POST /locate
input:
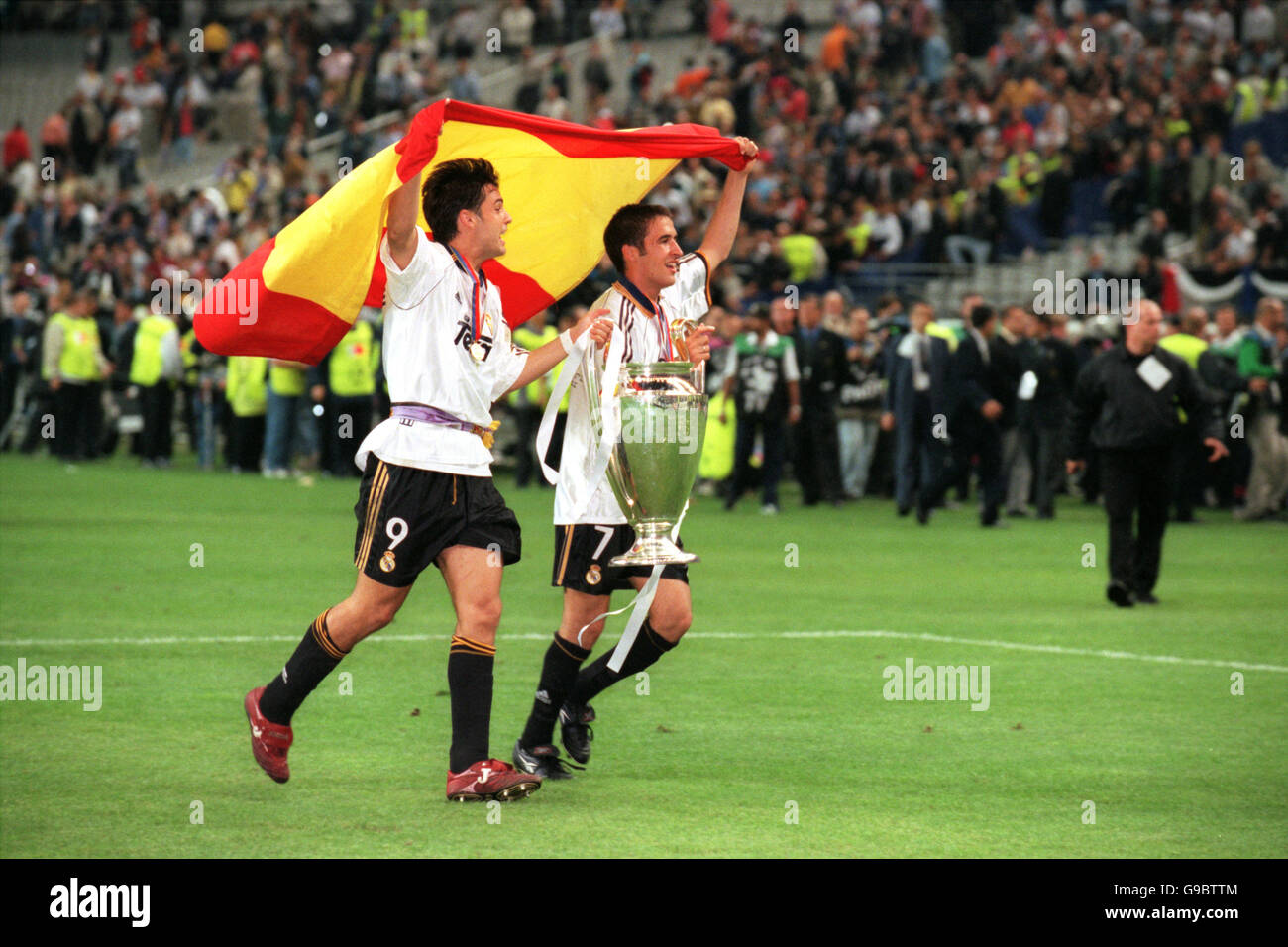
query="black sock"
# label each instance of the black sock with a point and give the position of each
(469, 678)
(595, 678)
(314, 657)
(558, 677)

#### [TASK TO CARRY OUT]
Write out every line of the rows above verbatim, omitting the pictures.

#### [REPLY]
POST /locate
input:
query="black sock"
# label each instance of the black sock with a point and give the position of each
(469, 678)
(595, 678)
(314, 657)
(558, 677)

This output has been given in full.